Je trouve intéressant de voir à quel point nous sommes concernés par notre alimentation: d'où vient-elle, que contient-elle, qui l'a préparée?"
Respect des objets
Nous descendons les marches du dépôt pour aller manger un sandwich et parler encore un peu. Alberto Zontone, son époux, s'est joint à nous. C'est un homme charmant et ouvert, qui se place avec plaisir dans l'ombre de Patricia. Il veille à ce que chacun se sente à l'aise, que tout le monde soit servi et que son épouse puisse faire ce qu'elle doit faire. Tandis que nous nous débattons maladroitement avec le papier aluminium des papillotes, Patricia Urquiola poursuit son argumentation sociale. Si son anglais n'est pas impeccable, elle le compense largement par son enthousiasme ponctué de quelques mots récurrents, comme 'ecco' et 'comunque'.
"Je trouve très intéressant de voir à quel point nous sommes concernés par notre alimentation: d'où vient-elle, que contient-elle, qui l'a préparée? Cet intérêt s'étendra certainement à d'autres secteurs. Quand on achète un meuble, il faut s'intéresser à la façon dont il a été fabriqué, se sentir responsable des objets même si l'on n'en veut plus chez soi. C'est là qu'est la vérité de la durabilité. Vous savez, j'ai grandi dans les années 60 et 70, qui étaient marquées par la tendance inverse: nous étions incités à consommer autant et aussi souvent que possible. On n'attachait que peu de valeur aux objets du quotidien. Par contre, je me souviens très bien qu'à la maison, ma mère les traitait avec beaucoup de respect. Si elle remarquait qu'il y avait quelque chose que nous n'utilisions pas, elle le donnait à quelqu'un qui pouvait en avoir besoin. Cela m'est resté. Ce qui est bien fait doit être bien traité."

__Consigne__
Répondez brièvement à ces questions sur l'extrait :
(a) Quel lien unit Alberto Zontone à Patricia Urquiola ?
(b) Pendant quelles décennies Patricia Urquiola dit-elle avoir grandi ?
(c) Que faisait sa mère d'une chose qui n'était pas utilisée à la maison ?
Les items ci-dessous n'ont aucun rapport avec l'extrait.

__Données affichées__
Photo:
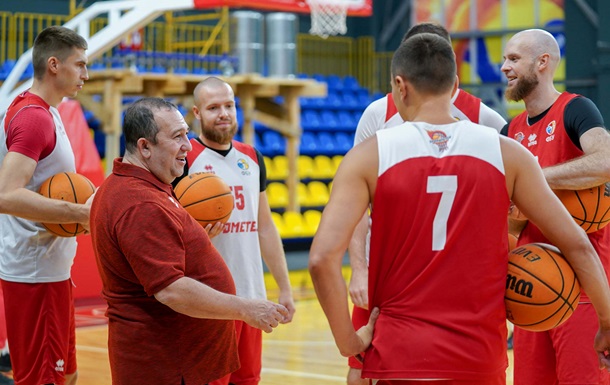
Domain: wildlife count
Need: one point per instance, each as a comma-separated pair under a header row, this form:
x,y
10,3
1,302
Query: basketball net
x,y
328,17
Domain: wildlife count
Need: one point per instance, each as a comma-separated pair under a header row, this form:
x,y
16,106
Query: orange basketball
x,y
590,207
542,290
70,187
206,197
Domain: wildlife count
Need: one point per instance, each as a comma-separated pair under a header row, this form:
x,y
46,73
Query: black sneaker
x,y
5,363
4,380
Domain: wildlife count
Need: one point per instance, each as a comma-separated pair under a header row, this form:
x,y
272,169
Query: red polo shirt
x,y
144,240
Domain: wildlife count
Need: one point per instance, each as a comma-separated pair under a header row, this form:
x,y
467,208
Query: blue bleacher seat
x,y
346,121
334,83
200,71
363,99
309,144
326,144
333,101
181,70
343,142
329,120
157,68
350,83
6,69
310,120
350,102
240,117
319,77
274,143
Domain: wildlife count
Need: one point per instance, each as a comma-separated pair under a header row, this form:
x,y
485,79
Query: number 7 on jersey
x,y
446,185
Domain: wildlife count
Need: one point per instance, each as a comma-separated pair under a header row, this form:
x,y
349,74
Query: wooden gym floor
x,y
301,352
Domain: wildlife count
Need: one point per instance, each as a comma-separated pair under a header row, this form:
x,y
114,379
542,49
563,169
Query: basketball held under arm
x,y
590,170
15,173
534,197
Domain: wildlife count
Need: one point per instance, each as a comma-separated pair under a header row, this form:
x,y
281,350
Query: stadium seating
x,y
309,144
323,167
278,220
281,166
311,219
277,195
318,194
305,167
293,224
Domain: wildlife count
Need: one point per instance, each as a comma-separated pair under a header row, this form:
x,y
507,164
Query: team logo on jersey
x,y
244,166
550,131
531,140
519,136
241,163
439,138
171,199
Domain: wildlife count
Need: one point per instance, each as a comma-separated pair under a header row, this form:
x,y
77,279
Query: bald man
x,y
566,133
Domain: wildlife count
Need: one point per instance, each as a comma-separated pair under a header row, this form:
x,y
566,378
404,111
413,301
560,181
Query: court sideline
x,y
294,354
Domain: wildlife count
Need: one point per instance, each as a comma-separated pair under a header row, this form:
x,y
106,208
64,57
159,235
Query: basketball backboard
x,y
356,8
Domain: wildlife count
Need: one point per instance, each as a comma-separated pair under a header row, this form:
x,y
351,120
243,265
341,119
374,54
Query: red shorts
x,y
500,380
41,334
360,317
250,350
563,355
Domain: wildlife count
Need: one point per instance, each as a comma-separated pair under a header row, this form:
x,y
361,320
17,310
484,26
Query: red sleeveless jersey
x,y
438,260
548,140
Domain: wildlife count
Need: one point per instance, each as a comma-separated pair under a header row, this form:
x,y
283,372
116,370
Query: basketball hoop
x,y
328,17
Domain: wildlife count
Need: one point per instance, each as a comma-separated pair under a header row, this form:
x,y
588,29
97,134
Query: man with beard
x,y
250,232
566,133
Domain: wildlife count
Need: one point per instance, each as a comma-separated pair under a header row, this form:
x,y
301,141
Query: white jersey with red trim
x,y
438,254
382,114
28,252
238,244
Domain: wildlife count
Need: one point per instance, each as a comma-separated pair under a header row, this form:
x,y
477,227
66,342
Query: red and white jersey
x,y
382,113
438,260
28,252
549,142
238,244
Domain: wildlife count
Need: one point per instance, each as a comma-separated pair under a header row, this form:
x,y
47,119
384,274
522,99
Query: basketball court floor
x,y
302,352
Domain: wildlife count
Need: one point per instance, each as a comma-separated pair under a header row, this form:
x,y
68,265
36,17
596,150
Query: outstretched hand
x,y
365,333
602,347
359,288
264,315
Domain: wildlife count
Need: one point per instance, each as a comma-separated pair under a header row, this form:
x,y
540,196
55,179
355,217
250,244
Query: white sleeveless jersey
x,y
382,114
379,115
238,244
28,252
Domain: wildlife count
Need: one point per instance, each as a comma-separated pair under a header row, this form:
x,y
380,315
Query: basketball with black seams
x,y
590,207
69,187
542,290
206,197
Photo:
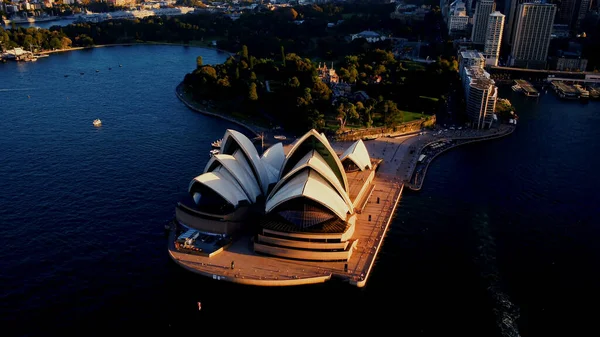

__Réponse__
(a) Il est son époux.
(b) Les années 60 et 70.
(c) Elle la donnait à quelqu'un qui pouvait en avoir besoin.